Outline records

§

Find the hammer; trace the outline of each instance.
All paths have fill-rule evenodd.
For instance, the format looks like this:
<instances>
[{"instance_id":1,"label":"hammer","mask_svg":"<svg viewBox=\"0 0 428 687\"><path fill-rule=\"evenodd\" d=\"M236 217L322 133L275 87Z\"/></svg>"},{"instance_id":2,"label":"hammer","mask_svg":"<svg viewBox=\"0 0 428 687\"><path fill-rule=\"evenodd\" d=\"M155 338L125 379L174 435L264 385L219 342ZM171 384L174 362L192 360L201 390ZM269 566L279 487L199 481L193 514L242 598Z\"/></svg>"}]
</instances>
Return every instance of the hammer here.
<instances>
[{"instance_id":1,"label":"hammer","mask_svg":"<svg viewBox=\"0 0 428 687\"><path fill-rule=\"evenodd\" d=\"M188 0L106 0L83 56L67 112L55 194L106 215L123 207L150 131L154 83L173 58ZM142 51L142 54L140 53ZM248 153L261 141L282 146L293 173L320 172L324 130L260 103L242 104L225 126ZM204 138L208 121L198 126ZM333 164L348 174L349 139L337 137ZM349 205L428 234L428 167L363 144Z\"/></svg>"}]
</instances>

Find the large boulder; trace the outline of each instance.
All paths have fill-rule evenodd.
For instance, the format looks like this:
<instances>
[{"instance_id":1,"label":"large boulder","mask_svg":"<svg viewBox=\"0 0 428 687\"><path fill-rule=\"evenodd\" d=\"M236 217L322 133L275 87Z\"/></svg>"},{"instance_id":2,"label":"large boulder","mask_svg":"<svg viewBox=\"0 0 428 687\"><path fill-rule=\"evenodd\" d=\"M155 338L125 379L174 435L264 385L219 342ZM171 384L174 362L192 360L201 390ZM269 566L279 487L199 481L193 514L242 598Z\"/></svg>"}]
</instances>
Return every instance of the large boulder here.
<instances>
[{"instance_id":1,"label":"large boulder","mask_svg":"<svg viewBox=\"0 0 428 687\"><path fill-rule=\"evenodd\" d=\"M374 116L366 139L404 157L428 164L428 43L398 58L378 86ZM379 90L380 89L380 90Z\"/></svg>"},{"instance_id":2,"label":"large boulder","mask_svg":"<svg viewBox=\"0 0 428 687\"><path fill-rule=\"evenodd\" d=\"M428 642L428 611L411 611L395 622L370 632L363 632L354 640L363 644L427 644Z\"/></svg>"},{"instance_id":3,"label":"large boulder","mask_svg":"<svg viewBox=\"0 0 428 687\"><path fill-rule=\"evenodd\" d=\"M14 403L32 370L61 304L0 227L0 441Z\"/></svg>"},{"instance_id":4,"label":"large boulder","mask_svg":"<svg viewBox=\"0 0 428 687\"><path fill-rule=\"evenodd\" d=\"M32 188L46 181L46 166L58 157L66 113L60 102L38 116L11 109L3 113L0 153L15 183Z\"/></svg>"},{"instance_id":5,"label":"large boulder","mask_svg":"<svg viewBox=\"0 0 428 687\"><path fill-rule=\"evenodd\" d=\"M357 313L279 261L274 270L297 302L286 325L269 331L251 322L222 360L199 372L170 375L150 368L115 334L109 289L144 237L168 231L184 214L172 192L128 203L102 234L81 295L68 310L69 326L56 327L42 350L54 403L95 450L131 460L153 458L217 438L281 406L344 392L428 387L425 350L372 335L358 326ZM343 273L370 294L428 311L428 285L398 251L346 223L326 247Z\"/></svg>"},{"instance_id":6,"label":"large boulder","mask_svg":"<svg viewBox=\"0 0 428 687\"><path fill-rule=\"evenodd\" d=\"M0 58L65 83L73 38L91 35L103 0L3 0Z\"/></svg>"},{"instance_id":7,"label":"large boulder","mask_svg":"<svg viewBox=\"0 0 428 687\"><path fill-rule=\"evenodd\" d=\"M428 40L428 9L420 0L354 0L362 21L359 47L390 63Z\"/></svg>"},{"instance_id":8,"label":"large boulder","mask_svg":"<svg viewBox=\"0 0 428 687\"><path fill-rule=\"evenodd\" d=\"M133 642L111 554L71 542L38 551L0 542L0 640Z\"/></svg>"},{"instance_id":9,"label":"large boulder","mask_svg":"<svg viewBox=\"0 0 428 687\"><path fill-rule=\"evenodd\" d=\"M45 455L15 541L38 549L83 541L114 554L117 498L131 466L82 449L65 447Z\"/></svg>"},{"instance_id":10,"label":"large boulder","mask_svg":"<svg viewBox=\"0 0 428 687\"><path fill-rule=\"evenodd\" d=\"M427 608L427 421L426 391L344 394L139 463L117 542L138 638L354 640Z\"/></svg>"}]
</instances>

§

» **Stated goal**
Extract each line in the outline records above that contains the string "hammer".

» **Reply to the exercise**
Find the hammer; trace the outline of each instance.
[{"instance_id":1,"label":"hammer","mask_svg":"<svg viewBox=\"0 0 428 687\"><path fill-rule=\"evenodd\" d=\"M236 217L322 133L275 87Z\"/></svg>"},{"instance_id":2,"label":"hammer","mask_svg":"<svg viewBox=\"0 0 428 687\"><path fill-rule=\"evenodd\" d=\"M155 338L125 379L174 435L264 385L219 342ZM171 384L174 362L192 360L201 390ZM269 566L279 487L199 481L193 514L242 598Z\"/></svg>"}]
Return every instance of the hammer here.
[{"instance_id":1,"label":"hammer","mask_svg":"<svg viewBox=\"0 0 428 687\"><path fill-rule=\"evenodd\" d=\"M188 0L106 0L83 56L67 112L55 194L106 215L123 207L150 131L154 83L173 58ZM142 51L142 54L140 53ZM248 153L261 141L282 146L293 173L320 172L324 130L260 103L242 104L225 126ZM204 138L208 121L198 126ZM333 164L348 174L349 139L337 137ZM349 205L428 234L428 167L363 144Z\"/></svg>"}]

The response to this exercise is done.